EJERCICIOS POR RESOLVER ::
1 > Devuelve, sin cambio alguno, el fragmento del texto de lectura que empieza en "La primera vez que lo vi estaba fumando" y termina en "social y periodismo.".
2 > Recoge cada línea de los registros que contenga la palabra "dark". Se distinguen mayúsculas de minúsculas.

TEXTO DE LECTURA ::
————

La primera vez que lo vi estaba fumando y la última vez acababa de encender un cigarrillo con lo que le quedaba del que había botado. Me llevó el periódico La Piragua a la casa de del barrio La Pradera (Montería) y me dejó el libro El olvido que seremos, de Héctor Abad Faciolince. Luego no volvía a saber de él. Alguien me dijo que vivía en una residencia del centro de la ciudad. Sí, la primera vez que lo vi estaba tomando tinto y fumándose un pielroja a las cinco de la tarde en la cafetería que para entonces tenía Lucho Guzmán Dumet diagonal al parque Laureano Gómez de Montería. Yo estaba recién graduado de periodista, y la prevención de los autodidactas o empíricos hacia quienes acabábamos de llegar con diploma de comunicador social-periodista era implacable. Era la época en la que ni siquiera el Icfes tenía muy claro la diferencia entre comunicación social y periodismo.
La cafetería de Lucho Guzmán era por esa época el sitio de reunión de muchas personas: políticos, intelectuales, funcionarios públicos, dirigentes comunales, comerciantes, abogados, periodistas. Estos últimos llegaban a las cinco de la tarde a comentar los sucesos e intercambiar las noticias de la tarde para las emisiones del día siguiente. Yo llegaba casi tímidamente para no generar distanciamientos con los colegas empíricos, sino, por el contrario, buscar acercarme a ellos. Una de esas tardes Adolfo Berrocal Ruiz o El Fito Berrocal, como siempre le decíamos sus amigos, me vio entrar en silencio. Me siguió de lado con la mirada hasta que tomé asiento en una silla de la mesa contigua. Me miró y me reparó de pies a cabeza como queriéndome preguntar algo. “Entonces tú eres el nieto de Horacio Guzmán Mendoza, el sobrino de Judith Guzmán de Canabal?”. Le confirmé con un movimiento de cabeza. “Entonces si sales mal periodista es porque quieres, porque herencia es la que te corren por las venas”. Me le acerqué y me empezó hablar de mi abuelo, hablaba mientras iba articulando la historia de mi familia con la del Periódico El Deber, que había fundado mi abuelo en los años 40, y entretejiendo cada dato con la historia de la ciudad, del departamento, de los hechos y el contexto histórico en el que acontecían. Me hablaba mientras tomaba tinto y descifraba un crucigrama. “Tu abuelo era un godo de los buenos”. Fue la primera vez que escuché esa expresión.

————

Registros de una colección:

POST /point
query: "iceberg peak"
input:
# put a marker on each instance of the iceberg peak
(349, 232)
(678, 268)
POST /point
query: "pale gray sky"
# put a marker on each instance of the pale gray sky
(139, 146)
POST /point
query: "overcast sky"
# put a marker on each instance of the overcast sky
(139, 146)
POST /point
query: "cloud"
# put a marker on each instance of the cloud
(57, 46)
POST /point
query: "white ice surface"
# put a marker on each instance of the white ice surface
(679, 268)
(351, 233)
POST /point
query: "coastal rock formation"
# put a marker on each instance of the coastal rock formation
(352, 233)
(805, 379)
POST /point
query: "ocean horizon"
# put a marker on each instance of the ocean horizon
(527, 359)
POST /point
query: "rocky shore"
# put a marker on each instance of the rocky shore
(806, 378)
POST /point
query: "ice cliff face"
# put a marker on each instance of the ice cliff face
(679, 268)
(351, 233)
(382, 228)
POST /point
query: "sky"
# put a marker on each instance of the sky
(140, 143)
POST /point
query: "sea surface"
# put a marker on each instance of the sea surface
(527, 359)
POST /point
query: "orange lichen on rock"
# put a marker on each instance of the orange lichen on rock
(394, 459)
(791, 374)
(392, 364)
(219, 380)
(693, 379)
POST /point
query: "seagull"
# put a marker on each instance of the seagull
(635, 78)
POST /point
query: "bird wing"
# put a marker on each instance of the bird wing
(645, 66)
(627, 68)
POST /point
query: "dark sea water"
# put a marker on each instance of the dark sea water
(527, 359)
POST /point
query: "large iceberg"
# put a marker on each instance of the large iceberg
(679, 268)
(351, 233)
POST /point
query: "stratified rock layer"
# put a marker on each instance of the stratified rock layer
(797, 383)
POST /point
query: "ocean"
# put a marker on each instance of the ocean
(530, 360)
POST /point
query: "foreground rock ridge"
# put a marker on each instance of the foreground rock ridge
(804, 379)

————

RESPUESTAS DEL EJERCICIO ::
1 >
La primera vez que lo vi estaba fumando y la última vez acababa de encender un cigarrillo con lo que le quedaba del que había botado. Me llevó el periódico La Piragua a la casa de del barrio La Pradera (Montería) y me dejó el libro El olvido que seremos, de Héctor Abad Faciolince. Luego no volvía a saber de él. Alguien me dijo que vivía en una residencia del centro de la ciudad. Sí, la primera vez que lo vi estaba tomando tinto y fumándose un pielroja a las cinco de la tarde en la cafetería que para entonces tenía Lucho Guzmán Dumet diagonal al parque Laureano Gómez de Montería. Yo estaba recién graduado de periodista, y la prevención de los autodidactas o empíricos hacia quienes acabábamos de llegar con diploma de comunicador social-periodista era implacable. Era la época en la que ni siquiera el Icfes tenía muy claro la diferencia entre comunicación social y periodismo.

2 >
query: "dark sea water"
# put a marker on each instance of the dark sea water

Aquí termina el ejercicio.